▶ _Work instruction A_
Answer these from the case summary:
(i) What country is Ronald Peralta a native of?
(ii) On what date did Peralta's counsel contact Joule?
(iii) How much did Peralta receive in his workers' compensation award?
▶ _Work instruction B_
From the case summary, return the passage starting with "New Jersey is" and going on through "of this detail.", copied word for word.

*** Selected excerpt Section Begins ***

New Jersey is a state with relatively few retaliation law suits arising from workers’ compensation. For that reason, the decision in Peralta v. Joule Staffing Services, Inc., A-1004-11T3, A-1005-11T3 (App. Div. January 3, 2013) is drawing attention from practitioners.

 

           Ronald Peralta, a native of Peru, worked as a forklift operator for Joule Staffing Services from 2003 to 2007 at 12 different work sites.   On December 5, 2007, he was in a forklift accident at a warehouse owned by a co-defendant Customized Distribution Services, Inc. (hereinafter CDS). After the accident, one CDS supervisor requested that Peralta fill out an incident report. That did not occur, plaintiff alleged, because another supervisor said he would take care of this detail.

 

           The failure to fill out an incident report and the failure to undergo post-accident drug testing became an issue. Plaintiff alleged he had back pain after the work injury and missed his next shift for that reason. CDS claimed that plaintiff did not even say anything about being injured. The next day the Operations Manager at CDS advised his assistant to inform Joule not to send Peralta to their site any longer because he failed to comply with post-accident procedures following his accident, including drug testing.

 

           Joule’s Safety Transportation Manager also filled out an incident report on December 7, 2007 stating that Peralta was in an accident but had not been injured; nor did he fill out the post-accident report or submit to drug testing. Peralta  was thereafter suspended by Joule. The Branch Manager also advised Peralta to set up a meeting with the Safety Transportation Manager. At that meeting Peralta asked the Branch Manager if he could make a claim and was told to do it through the Safety Manager, who was not able to make the first meeting. 

 

           Peralta tried a second time to meet with the Safety Manager. When that failed he sought counsel, who contacted Joule on January 7, 2008 requesting treatment. On January 17, 2008, Peralta filed a workers’ compensation claim and was treated or examined by five doctors. Eventually he received $5,000 in a workers’ compensation award.

*** Selected excerpt Section Ends ***
*** Given records Section Begins ***

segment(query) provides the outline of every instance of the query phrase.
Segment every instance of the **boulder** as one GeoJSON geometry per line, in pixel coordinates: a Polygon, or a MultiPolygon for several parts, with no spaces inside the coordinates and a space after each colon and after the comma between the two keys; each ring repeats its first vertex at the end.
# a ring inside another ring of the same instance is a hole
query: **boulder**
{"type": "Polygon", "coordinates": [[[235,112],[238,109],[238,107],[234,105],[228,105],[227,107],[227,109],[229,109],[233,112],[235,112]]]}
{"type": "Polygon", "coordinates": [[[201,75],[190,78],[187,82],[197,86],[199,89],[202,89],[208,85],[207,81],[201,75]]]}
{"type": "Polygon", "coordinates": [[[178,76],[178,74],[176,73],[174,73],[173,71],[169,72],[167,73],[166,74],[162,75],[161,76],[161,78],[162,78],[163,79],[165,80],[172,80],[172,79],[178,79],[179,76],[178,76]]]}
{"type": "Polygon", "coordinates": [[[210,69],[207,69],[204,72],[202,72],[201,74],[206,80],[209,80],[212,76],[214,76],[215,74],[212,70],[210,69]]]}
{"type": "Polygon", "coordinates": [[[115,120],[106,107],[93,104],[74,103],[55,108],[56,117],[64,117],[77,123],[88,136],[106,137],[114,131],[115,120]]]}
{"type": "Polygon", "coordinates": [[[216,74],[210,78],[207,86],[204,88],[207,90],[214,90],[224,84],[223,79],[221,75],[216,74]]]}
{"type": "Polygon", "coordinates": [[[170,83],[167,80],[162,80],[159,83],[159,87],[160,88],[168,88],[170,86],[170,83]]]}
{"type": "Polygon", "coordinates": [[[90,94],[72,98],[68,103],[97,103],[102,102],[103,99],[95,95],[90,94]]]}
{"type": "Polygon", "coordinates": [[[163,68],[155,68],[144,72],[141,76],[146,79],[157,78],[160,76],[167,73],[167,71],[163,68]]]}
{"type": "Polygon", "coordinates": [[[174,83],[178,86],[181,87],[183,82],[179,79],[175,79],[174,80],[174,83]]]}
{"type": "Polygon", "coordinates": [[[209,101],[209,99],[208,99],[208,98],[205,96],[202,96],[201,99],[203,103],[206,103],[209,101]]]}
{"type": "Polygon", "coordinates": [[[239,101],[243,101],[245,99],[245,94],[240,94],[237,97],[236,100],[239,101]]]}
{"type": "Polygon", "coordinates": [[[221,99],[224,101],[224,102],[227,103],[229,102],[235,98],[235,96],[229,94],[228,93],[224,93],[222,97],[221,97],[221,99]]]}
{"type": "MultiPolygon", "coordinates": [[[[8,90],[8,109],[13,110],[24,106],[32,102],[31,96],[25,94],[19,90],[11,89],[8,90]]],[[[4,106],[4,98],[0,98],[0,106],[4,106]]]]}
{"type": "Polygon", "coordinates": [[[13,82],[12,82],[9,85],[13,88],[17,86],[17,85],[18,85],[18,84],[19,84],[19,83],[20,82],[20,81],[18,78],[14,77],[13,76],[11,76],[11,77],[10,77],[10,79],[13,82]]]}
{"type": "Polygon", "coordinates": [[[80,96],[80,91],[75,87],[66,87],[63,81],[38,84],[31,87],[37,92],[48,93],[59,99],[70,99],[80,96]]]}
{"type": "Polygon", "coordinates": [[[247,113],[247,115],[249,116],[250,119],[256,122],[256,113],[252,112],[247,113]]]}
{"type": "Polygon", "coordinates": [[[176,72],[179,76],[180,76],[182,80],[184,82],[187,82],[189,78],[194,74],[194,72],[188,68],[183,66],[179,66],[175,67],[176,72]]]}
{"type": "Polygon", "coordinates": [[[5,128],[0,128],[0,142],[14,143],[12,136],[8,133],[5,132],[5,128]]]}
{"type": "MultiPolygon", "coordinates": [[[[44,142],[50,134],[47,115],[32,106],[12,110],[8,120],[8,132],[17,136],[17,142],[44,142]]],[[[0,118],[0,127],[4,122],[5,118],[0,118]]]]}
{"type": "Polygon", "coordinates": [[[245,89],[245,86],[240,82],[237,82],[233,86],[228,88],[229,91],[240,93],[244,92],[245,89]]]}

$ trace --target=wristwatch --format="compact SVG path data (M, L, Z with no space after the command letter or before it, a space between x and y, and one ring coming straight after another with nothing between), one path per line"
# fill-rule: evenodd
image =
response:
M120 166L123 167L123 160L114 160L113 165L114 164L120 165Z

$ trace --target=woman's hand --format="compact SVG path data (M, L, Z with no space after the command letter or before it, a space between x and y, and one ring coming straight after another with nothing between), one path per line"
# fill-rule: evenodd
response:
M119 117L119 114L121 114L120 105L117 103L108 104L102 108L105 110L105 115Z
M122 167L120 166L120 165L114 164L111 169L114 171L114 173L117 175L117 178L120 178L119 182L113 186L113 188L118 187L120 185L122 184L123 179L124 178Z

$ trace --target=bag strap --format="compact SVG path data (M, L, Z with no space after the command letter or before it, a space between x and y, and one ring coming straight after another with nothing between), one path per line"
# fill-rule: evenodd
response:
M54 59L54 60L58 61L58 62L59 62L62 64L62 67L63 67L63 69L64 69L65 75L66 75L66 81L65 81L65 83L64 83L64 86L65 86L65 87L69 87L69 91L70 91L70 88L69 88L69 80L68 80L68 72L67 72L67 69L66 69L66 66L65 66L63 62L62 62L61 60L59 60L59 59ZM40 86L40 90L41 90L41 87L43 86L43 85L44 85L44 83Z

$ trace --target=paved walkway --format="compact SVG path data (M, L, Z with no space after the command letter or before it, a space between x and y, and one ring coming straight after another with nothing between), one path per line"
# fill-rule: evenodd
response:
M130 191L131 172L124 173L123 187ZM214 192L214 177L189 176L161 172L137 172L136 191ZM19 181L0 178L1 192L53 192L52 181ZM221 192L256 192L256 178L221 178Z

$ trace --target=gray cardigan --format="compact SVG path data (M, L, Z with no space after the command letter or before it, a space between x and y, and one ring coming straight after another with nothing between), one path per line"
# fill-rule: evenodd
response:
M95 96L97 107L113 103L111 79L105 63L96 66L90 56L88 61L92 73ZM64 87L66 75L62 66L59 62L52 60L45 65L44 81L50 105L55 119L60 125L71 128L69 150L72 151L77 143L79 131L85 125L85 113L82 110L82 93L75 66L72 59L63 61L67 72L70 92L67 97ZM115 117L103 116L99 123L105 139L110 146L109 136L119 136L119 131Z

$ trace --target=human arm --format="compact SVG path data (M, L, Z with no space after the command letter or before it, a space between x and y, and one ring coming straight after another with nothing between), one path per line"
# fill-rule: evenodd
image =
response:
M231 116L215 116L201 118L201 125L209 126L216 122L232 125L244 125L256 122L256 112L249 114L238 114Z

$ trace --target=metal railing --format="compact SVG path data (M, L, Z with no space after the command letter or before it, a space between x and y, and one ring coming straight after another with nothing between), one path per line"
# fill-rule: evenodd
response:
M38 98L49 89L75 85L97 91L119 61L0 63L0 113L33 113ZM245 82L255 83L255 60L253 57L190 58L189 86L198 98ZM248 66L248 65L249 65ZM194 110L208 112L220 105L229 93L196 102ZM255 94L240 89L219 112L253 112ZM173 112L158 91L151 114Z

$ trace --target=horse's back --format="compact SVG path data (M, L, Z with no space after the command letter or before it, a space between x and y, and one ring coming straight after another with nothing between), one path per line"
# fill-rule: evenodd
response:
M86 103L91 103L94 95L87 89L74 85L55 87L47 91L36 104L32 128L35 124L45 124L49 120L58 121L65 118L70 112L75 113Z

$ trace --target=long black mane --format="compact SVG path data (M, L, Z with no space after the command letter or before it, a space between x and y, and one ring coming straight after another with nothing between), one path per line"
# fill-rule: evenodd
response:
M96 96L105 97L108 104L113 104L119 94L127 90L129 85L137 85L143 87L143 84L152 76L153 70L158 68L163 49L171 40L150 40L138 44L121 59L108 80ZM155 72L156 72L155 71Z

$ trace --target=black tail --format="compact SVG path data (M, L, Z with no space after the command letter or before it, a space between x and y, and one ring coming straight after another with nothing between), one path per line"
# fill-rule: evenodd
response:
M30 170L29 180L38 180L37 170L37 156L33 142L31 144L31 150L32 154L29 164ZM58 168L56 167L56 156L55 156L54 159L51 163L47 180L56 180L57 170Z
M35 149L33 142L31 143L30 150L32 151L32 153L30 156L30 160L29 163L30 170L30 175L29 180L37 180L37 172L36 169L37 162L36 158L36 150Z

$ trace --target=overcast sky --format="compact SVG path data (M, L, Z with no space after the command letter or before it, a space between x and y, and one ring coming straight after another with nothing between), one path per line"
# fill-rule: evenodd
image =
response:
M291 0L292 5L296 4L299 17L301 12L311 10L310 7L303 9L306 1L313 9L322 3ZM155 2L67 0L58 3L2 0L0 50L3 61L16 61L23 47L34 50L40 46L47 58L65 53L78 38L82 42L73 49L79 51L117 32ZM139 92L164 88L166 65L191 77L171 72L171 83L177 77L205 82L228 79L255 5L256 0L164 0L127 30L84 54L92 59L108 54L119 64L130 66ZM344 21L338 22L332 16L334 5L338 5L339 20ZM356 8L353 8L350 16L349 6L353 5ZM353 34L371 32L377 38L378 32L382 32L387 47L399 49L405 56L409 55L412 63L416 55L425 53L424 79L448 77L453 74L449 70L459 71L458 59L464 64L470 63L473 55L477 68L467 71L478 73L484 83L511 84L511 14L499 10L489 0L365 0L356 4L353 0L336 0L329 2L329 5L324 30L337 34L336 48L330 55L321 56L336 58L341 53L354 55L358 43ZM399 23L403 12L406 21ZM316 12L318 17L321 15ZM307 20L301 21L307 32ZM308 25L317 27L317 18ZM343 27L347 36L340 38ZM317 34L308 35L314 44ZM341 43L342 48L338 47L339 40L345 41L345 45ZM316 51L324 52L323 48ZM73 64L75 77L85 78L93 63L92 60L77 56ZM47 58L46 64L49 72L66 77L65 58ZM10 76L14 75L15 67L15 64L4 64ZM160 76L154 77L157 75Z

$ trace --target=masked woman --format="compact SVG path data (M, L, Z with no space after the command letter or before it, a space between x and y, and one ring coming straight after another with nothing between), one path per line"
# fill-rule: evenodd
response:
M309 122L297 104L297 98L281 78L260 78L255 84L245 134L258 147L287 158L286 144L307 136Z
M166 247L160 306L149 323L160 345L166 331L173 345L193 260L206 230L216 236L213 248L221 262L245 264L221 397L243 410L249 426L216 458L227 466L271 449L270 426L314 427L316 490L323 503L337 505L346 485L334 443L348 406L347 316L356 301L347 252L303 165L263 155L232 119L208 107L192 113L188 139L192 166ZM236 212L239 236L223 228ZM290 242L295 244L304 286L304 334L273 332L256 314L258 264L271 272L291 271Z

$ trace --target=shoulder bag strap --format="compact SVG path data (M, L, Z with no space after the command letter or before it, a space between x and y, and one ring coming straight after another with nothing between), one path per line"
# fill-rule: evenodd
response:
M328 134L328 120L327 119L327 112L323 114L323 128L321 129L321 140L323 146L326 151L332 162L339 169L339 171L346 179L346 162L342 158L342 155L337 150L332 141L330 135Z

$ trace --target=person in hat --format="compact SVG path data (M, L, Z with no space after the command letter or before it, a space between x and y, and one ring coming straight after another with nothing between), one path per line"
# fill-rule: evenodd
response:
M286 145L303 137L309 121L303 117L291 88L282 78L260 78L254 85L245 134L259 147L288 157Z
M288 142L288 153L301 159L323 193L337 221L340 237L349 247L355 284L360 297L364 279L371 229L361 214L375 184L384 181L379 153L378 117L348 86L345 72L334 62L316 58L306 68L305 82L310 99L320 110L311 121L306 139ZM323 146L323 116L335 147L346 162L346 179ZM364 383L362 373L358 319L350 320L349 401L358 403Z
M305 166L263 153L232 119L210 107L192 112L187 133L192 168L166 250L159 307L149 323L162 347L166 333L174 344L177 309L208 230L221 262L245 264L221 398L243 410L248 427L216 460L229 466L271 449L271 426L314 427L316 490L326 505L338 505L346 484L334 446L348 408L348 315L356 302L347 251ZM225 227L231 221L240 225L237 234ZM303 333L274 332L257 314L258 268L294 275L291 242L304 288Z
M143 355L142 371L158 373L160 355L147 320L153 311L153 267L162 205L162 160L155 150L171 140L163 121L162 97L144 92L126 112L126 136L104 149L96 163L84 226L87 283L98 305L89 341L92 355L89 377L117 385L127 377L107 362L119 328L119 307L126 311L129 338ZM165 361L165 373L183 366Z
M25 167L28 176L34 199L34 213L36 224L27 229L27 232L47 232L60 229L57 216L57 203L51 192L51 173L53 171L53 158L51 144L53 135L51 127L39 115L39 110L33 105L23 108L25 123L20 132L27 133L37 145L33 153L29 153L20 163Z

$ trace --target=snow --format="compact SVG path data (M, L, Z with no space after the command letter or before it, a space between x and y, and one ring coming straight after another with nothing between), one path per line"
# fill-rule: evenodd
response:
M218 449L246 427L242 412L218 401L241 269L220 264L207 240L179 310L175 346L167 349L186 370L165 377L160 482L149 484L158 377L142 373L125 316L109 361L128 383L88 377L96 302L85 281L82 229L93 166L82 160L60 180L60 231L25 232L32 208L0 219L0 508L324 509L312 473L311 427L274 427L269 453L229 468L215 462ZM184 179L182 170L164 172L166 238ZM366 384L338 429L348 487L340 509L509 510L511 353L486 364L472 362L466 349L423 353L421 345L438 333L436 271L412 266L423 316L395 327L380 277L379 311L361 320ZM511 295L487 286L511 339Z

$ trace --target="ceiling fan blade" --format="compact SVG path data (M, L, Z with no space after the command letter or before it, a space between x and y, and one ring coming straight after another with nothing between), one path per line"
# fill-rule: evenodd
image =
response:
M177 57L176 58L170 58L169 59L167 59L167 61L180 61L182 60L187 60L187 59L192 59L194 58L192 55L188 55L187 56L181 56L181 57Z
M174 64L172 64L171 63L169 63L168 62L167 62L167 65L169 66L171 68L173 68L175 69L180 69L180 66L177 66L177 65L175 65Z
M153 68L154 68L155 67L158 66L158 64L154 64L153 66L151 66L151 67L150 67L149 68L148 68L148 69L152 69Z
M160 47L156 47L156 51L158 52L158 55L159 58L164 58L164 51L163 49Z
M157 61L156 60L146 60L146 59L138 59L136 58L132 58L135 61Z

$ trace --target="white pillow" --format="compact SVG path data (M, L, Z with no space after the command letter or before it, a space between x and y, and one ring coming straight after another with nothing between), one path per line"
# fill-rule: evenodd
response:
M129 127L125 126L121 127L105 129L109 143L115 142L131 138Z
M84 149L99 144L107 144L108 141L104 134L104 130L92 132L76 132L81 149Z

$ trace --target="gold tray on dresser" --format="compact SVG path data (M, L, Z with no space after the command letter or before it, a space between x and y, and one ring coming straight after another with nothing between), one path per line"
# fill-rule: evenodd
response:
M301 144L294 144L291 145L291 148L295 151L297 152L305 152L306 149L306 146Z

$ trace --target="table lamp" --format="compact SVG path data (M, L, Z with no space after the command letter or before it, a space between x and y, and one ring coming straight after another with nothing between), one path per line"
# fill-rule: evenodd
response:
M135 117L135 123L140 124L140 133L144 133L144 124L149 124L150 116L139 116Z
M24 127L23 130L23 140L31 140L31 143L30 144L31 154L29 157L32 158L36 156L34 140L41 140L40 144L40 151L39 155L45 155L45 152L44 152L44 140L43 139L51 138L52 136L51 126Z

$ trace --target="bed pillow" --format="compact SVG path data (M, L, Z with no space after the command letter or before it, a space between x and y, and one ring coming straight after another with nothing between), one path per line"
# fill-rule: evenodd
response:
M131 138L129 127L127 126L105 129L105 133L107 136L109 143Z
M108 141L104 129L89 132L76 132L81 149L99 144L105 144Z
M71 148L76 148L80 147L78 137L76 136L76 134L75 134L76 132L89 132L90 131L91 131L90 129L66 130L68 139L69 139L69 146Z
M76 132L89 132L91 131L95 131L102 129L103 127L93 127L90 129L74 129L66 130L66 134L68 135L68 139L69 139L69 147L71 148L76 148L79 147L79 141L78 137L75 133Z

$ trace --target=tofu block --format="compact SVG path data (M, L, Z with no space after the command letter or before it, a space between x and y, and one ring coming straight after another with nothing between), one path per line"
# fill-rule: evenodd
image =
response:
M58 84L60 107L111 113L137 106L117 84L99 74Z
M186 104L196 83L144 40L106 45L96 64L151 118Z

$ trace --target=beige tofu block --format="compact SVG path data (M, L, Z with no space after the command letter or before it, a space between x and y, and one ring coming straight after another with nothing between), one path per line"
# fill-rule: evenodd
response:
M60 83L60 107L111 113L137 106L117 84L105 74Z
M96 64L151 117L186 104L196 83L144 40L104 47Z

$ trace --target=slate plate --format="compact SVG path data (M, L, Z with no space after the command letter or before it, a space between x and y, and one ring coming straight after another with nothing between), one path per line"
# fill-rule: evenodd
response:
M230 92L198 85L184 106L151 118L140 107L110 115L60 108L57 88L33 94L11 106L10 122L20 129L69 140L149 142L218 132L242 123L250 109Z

*** Given records Section Ends ***

▶ _Written answer A_
(i) Peru
(ii) January 7, 2008
(iii) $5,000

▶ _Written answer B_
New Jersey is a state with relatively few retaliation law suits arising from workers’ compensation. For that reason, the decision in Peralta v. Joule Staffing Services, Inc., A-1004-11T3, A-1005-11T3 (App. Div. January 3, 2013) is drawing attention from practitioners.

 

           Ronald Peralta, a native of Peru, worked as a forklift operator for Joule Staffing Services from 2003 to 2007 at 12 different work sites.   On December 5, 2007, he was in a forklift accident at a warehouse owned by a co-defendant Customized Distribution Services, Inc. (hereinafter CDS). After the accident, one CDS supervisor requested that Peralta fill out an incident report. That did not occur, plaintiff alleged, because another supervisor said he would take care of this detail.